--- TEXTO PARA LEER ---
En “Mariana Pineda”, romance de la heroína liberal de 1850, los hombres tienen la presencia suficiente para crear la expectativa del valor y el heroísmo, pero sólo para que luego sea más rotunda su cobardía, su deserción de la causa revolucionaria, la frustración amorosa y política de Mariana. Hay en este drama un personaje, Pedrosa, arquetipo de la villanía, a la manera del Romancero, que representa al rijoso representante del poder monárquico que busca la seducción de Mariana por el chantaje de la condena a muerte si ella no delata a los conjurados de Granada. Es casi obvia la evocación, no sólo en la fábula sino en la concepción escénica, del conflicto Tosca-Scarpia, en el drama de Sardou, con música de Puccini.


En “Doña Rosita la Soltera” hay un hombre, el Tío, presente en casi todo el discurrir de la pieza. Pero este Tío es, virtualmente, otra mujer. La obra se llama “Doña Rosita la Soltera ó El Lenguaje de las Flores”, y no cabe duda de que el Tío está presente en la obra para justificar el subtítulo.


Estas mujeres enclaustradas, sometidas a la férula del marido, de la madre, de la suegra, en los dramas de García Lorca, desarrollan hacia el hombre sentimientos ambivalentes: se le desea y se le teme, se le ama y se le odia: el hombre es el que ha establecido ese mundo y esas normas y él es la fuente principal de las tragedias que, una vez desatadas, las mujeres han de irse a rumiar en el encierro de sus casas.


Los hombres jóvenes son, con raras excepciones, burdos, vulgares, violentos. Hombres educados por mujeres viudas o abandonadas, arrastran al matrimonio, para enfrentarse con la rebeldía que, pese a todo, es el signo de los más caracterizados personajes de mujeres jóvenes en García Lorca, todas las taras de una tal educación.
--- MATERIAL PROPORCIONADO ---
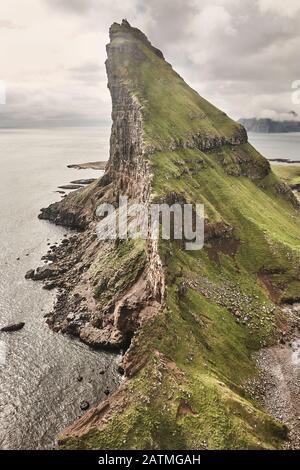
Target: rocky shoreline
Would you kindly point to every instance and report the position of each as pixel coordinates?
(278, 383)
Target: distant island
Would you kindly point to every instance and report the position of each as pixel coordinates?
(269, 125)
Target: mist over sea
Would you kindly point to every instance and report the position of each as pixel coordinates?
(39, 389)
(277, 145)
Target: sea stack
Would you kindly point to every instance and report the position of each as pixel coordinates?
(188, 321)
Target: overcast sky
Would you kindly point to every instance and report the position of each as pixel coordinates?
(242, 55)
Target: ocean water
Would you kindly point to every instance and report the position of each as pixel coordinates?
(39, 390)
(277, 145)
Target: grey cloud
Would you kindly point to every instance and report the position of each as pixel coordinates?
(73, 6)
(235, 53)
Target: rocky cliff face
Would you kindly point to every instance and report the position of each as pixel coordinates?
(189, 321)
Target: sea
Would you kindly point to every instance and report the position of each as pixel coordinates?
(40, 393)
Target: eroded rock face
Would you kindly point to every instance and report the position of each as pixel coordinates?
(88, 306)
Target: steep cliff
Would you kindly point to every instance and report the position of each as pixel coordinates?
(189, 321)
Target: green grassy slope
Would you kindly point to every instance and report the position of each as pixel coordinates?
(196, 354)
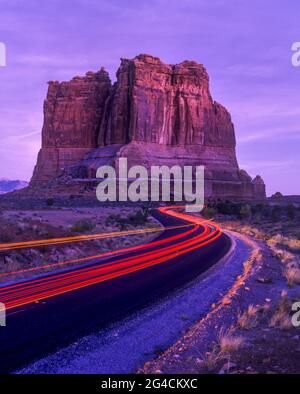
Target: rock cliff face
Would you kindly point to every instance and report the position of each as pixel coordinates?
(155, 113)
(72, 115)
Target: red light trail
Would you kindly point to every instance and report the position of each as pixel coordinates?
(16, 295)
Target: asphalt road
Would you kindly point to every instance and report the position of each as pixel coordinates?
(47, 313)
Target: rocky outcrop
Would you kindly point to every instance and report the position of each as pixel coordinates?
(155, 113)
(72, 116)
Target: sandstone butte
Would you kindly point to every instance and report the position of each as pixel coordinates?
(154, 114)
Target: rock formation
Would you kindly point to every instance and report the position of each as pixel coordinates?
(155, 113)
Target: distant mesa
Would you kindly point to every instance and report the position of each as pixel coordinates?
(154, 114)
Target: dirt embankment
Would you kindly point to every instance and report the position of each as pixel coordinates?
(251, 329)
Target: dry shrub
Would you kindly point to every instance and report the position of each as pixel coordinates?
(249, 318)
(211, 359)
(229, 342)
(281, 317)
(292, 274)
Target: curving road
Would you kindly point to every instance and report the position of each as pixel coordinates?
(48, 312)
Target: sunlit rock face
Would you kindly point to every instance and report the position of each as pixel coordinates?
(154, 114)
(72, 115)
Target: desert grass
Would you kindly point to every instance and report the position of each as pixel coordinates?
(281, 318)
(249, 318)
(229, 342)
(292, 274)
(212, 358)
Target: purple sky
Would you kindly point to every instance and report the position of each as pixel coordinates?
(244, 44)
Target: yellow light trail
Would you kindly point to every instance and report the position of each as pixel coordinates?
(80, 238)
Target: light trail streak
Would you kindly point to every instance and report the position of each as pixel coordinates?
(164, 250)
(80, 238)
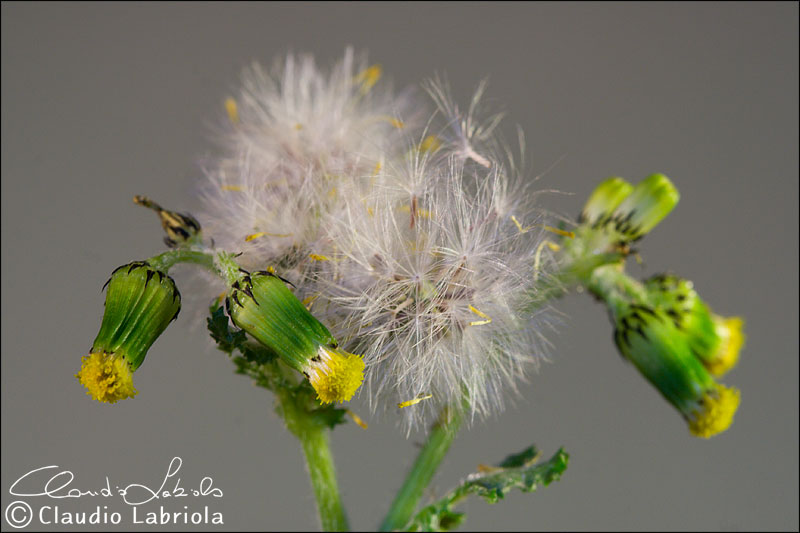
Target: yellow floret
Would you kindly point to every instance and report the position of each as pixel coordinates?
(718, 408)
(336, 375)
(731, 337)
(107, 377)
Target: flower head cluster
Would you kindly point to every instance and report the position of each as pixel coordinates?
(413, 240)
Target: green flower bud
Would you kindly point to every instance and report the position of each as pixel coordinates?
(180, 228)
(650, 201)
(262, 305)
(140, 304)
(649, 338)
(714, 340)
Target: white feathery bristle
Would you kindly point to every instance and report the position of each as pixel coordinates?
(417, 241)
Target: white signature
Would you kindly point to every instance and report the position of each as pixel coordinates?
(58, 486)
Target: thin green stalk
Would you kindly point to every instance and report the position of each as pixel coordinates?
(323, 479)
(165, 261)
(313, 437)
(430, 456)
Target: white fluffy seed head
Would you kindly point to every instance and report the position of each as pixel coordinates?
(416, 241)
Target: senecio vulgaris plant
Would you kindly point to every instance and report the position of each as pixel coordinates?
(368, 246)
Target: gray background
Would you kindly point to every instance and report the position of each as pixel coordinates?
(101, 102)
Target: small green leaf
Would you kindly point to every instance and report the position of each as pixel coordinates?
(492, 484)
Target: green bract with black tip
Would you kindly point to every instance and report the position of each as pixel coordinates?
(140, 303)
(262, 305)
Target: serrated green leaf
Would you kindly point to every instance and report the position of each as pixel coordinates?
(518, 471)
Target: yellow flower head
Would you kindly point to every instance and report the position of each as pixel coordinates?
(716, 411)
(107, 377)
(335, 374)
(731, 341)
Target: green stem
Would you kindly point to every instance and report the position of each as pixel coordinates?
(313, 437)
(430, 456)
(220, 263)
(167, 260)
(323, 479)
(611, 284)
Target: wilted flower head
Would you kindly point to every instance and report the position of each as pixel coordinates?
(413, 241)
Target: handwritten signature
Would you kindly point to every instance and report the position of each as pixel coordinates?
(59, 484)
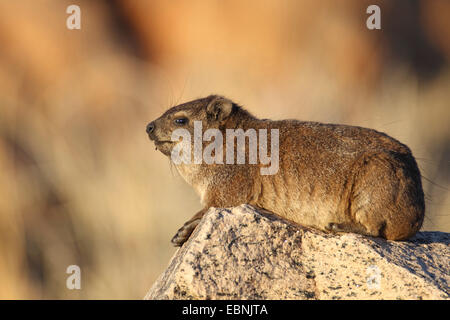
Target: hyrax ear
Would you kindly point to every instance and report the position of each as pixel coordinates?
(219, 108)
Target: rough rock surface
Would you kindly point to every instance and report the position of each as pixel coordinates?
(242, 253)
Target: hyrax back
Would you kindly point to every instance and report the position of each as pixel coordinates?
(332, 177)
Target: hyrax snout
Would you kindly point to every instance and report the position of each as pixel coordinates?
(335, 178)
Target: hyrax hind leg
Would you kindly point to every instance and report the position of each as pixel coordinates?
(387, 199)
(186, 230)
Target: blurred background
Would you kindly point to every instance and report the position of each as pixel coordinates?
(82, 184)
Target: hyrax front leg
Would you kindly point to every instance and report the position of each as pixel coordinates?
(186, 230)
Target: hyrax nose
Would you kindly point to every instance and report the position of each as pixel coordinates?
(150, 127)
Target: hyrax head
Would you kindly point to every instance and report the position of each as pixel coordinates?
(213, 111)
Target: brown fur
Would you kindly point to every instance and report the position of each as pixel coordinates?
(331, 177)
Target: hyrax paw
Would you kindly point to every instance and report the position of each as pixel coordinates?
(184, 232)
(181, 236)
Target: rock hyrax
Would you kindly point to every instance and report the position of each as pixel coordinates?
(335, 178)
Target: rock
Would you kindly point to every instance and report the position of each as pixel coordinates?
(242, 253)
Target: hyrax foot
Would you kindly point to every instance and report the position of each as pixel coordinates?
(184, 233)
(186, 230)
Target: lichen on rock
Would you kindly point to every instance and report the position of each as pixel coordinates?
(246, 253)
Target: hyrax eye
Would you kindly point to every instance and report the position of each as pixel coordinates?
(181, 121)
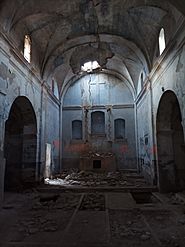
---
### [CONSIGNAS DE TRABAJO]
a) Edita el tramo del texto sobre García Lorca que va de "Estas mujeres enclaustradas, sometidas" hasta "una tal educación.", sustituyendo "enclaustradas" por "recluidas".
b) Continúa el texto sobre García Lorca a partir de donde termina.
El listado procede de otra fuente.

### [RESPUESTAS POR CONSIGNA]
a)
Estas mujeres recluidas, sometidas a la férula del marido, de la madre, de la suegra, en los dramas de García Lorca, desarrollan hacia el hombre sentimientos ambivalentes: se le desea y se le teme, se le ama y se le odia: el hombre es el que ha establecido ese mundo y esas normas y él es la fuente principal de las tragedias que, una vez desatadas, las mujeres han de irse a rumiar en el encierro de sus casas.


Los hombres jóvenes son, con raras excepciones, burdos, vulgares, violentos. Hombres educados por mujeres viudas o abandonadas, arrastran al matrimonio, para enfrentarse con la rebeldía que, pese a todo, es el signo de los más caracterizados personajes de mujeres jóvenes en García Lorca, todas las taras de una tal educación.

b)
Porque los hombres llegan a convertirse en tales engendros de muerte, a veces las mujeres piensan que quizás el mundo sería mejor sin ellos. La madre del novio, en “Bodas de Sangre” que teme que su hijo se vea envuelto en la cadena de venganzas con una familia rival que ya dio muerte al padre y al hermano del novio, le dice, aunque desea ferviente la venganza: Si hablo, es porque … ¿Cómo no voy a hablar viéndote salir por esa puerta? Es que no me gusta que lleves navaja. Es que … que no quisiera que salieras al campo. (…) Que me gustaría que fueras una mujer. No te irías al arroyo ahora y bordaríamos, las dos, cenefas y perritos de lana.


Así pues, aún a riesgo de acabar con la especie, a veces estas matriarcas matan a los hombres o estimulan a otros a matarlos, cuando se han interpuesto en sus vidas para romper el equilibrio social, o para seducir a su igual o para violar la ley moral ancestral. En “Bodas de Sangre”, la madre, que ha estado reprimiendo la venganza que quiere ejercer contra Leonardo, cuando sabe que éste se ha fugado con la esposa de su hijo, dice: (…) Dos bandos. Aquí hay ya dos bandos. (…) Mi familia y la tuya. Salid todos de aquí. Limpiarse el polvo de los zapatos. Vamos a ayudar a mi hijo. Porque tiene gente; que son: sus primos del mar y todos los que llegan de tierra adentro. ¡Fuera de aquí! (a buscarlos) por todos los caminos. Ha llegado otra vez la hora de la sangre. Dos bandos (…)


Bernarda Alba yerra el tiro de escopeta contra Pepe el Romano pero le anuncia que algún día caerá. Yerma, incapaz de entregarse al hombre que desea, pero incapaz también de vivir con el marido estéril, lo mata con sus propias manos y, ya delirante, grita que ha matado así a los únicos hijos que hubiera podido tener sin renunciar a la honra.


El lenguaje y la política


Se ha dicho que García Lorca es surrealista. En realidad, hay una buena parte de su obra en verso, que revela una clara influencia del grupo surrealista dominante en París (Breton, Aragón, etc.), sin que Lorca hubiese tenido jamás contacto directo con ese grupo, sino más bien con los españoles que, como Buñuel o Alberti, se iban a París a tomar contacto (o quizás contagio, a juzgar por la manera boquiabierta como lo hicieron) con el grupo surrealista, con el propósito de volver a España, a “epatar” al “provinciano” Madrid. Para estos exilados, algunos de los cuales finalmente se afirmaron en lo español, o más bien los afirmó la Guerra Civil, para ellos, digo, que se veían a sí mismos la vanguardia, García Lorca estaba en la retaguardia y era un demodé. Después revaluarían todo eso, cuando se oyeron los primeros tiros.


Los surrealistas (justo es reconocer el valor de la obra de algunos del grupo fundamental), en realidad estaban más cerca del anarquismo religioso, de secta y de opereta, que de cualquiera de las tendencias que entonces asumían las izquierdas, en un momento en que todo el mundo se abanderizaba para tomar su lugar en la catástrofe.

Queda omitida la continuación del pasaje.